***** Quoted text *****

# VPN connection to Cisco firewall

## Supermule

Hi,

In the past, I connected to various sites via Ciscos VPN software for Windows. I think the software connected to a Cisco 501, but Im not sure about this...Anyways, the windows software fired up a 128bit VPN and let me access the serveres on the other side...

Can I do this from Gentoo? I'd prefer something graphical...I need to connect and typically remote control W2000 servers thru rdesktop.

I have seached portage but havent found what I need yet...anyone?

regards,

Supermule

----------

## caffiend

well if it's just using IPSEC then try FreeSwan....

----------

## Plaz

It may depend on what model of firewall is running at the remote site, but Cisco supports a Linux client for at least their most popular model(s).  You should be able to get one from them if you got your Windows client that way.  There's no ebuild that I'm aware of.

I've found a few places that you can download Cisco VPN client software.  I'm not sure if they're legit or if they're supposed to be access controlled, but if you do some Google 'cisco linux vpn client' searches and dig a little, you can find them.

*****

**Objectives**.
• A. Repeat word for word the passage of the forum thread on connecting to a Cisco firewall, starting at "I have seached" and ending at "then try FreeSwan....".
• B. Name every user who posted a reply or message in the forum thread on connecting to a Cisco firewall.
The listing that follows is drawn from a different source than the forum thread above.

***** Information shown *****

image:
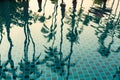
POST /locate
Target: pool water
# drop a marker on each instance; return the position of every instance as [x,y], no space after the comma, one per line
[59,40]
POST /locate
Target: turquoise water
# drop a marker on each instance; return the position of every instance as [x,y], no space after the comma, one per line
[59,40]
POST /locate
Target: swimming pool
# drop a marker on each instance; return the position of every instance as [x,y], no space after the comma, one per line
[59,40]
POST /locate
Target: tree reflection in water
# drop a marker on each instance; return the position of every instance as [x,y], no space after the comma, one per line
[43,18]
[5,68]
[27,67]
[50,32]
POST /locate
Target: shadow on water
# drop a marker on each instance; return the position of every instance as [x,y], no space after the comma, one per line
[60,63]
[43,18]
[27,67]
[50,31]
[4,68]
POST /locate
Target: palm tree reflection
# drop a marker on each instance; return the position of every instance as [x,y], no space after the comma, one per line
[43,18]
[54,57]
[12,68]
[28,67]
[50,32]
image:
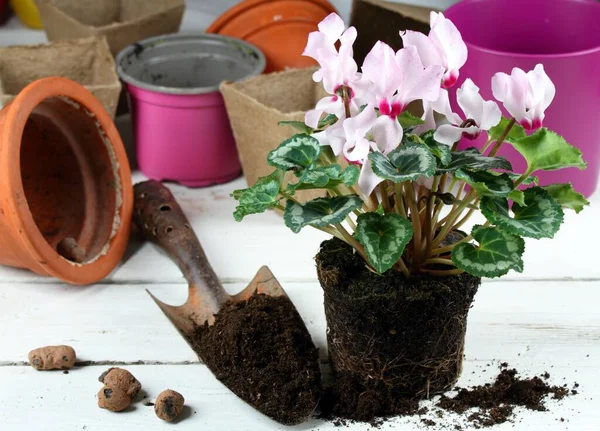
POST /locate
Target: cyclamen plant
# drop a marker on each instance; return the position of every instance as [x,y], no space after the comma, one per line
[397,186]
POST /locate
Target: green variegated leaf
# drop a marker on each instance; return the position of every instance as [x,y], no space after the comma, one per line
[409,138]
[545,150]
[258,198]
[516,132]
[540,217]
[320,212]
[406,163]
[409,121]
[327,121]
[514,177]
[442,151]
[497,253]
[450,199]
[298,125]
[473,160]
[567,197]
[326,177]
[384,238]
[517,196]
[297,153]
[485,183]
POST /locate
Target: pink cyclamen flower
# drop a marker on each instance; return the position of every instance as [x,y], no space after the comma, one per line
[526,96]
[397,79]
[484,115]
[353,137]
[338,68]
[443,46]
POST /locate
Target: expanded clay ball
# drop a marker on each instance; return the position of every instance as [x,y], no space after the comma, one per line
[114,399]
[52,358]
[169,405]
[120,378]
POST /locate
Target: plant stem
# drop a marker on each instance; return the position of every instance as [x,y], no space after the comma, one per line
[385,201]
[502,137]
[433,261]
[416,222]
[346,98]
[449,248]
[464,219]
[453,216]
[403,268]
[400,207]
[487,145]
[353,242]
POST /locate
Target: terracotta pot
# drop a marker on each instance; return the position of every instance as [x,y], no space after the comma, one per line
[391,336]
[64,174]
[278,28]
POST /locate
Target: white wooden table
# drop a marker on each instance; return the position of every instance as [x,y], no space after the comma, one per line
[545,319]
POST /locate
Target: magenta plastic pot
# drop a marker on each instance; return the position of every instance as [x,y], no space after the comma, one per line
[563,35]
[181,128]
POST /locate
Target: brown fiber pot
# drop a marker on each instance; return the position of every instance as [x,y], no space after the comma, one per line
[63,174]
[279,28]
[391,335]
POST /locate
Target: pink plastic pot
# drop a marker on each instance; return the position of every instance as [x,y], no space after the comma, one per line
[564,36]
[181,127]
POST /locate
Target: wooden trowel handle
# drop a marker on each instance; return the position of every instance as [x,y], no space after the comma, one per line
[158,215]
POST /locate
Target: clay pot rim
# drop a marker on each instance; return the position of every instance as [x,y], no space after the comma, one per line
[268,27]
[155,41]
[241,8]
[33,241]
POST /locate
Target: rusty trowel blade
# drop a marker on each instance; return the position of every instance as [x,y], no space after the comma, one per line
[264,282]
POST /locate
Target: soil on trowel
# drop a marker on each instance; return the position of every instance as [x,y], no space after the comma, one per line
[262,351]
[495,402]
[478,407]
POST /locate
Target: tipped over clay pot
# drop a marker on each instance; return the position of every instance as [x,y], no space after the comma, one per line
[64,176]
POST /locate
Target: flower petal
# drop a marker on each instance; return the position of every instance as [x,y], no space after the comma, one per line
[387,133]
[512,91]
[491,115]
[446,36]
[332,27]
[380,67]
[312,117]
[358,126]
[357,151]
[442,106]
[416,81]
[428,52]
[449,134]
[367,181]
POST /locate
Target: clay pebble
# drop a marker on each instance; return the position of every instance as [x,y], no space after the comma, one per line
[70,250]
[169,405]
[122,379]
[113,398]
[52,358]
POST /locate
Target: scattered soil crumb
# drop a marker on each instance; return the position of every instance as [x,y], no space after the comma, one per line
[478,407]
[496,402]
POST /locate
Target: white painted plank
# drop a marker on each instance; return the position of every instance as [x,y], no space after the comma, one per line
[29,398]
[237,250]
[537,321]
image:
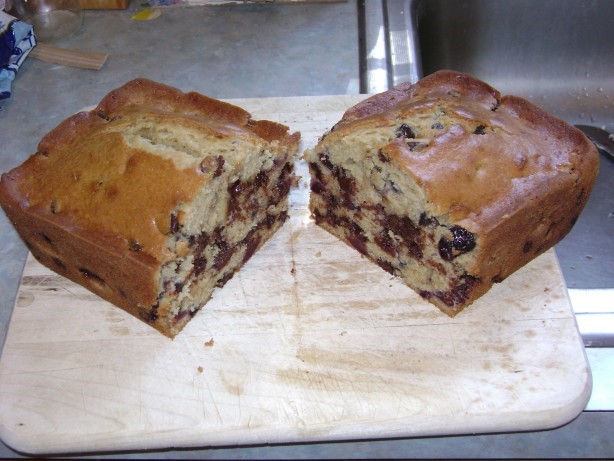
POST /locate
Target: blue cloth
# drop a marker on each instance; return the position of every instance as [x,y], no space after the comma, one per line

*****

**Exercise answers**.
• A.
I have seached portage but havent found what I need yet...anyone?

regards,

Supermule

----------

## caffiend

well if it's just using IPSEC then try FreeSwan....

• B. Supermule, caffiend, Plaz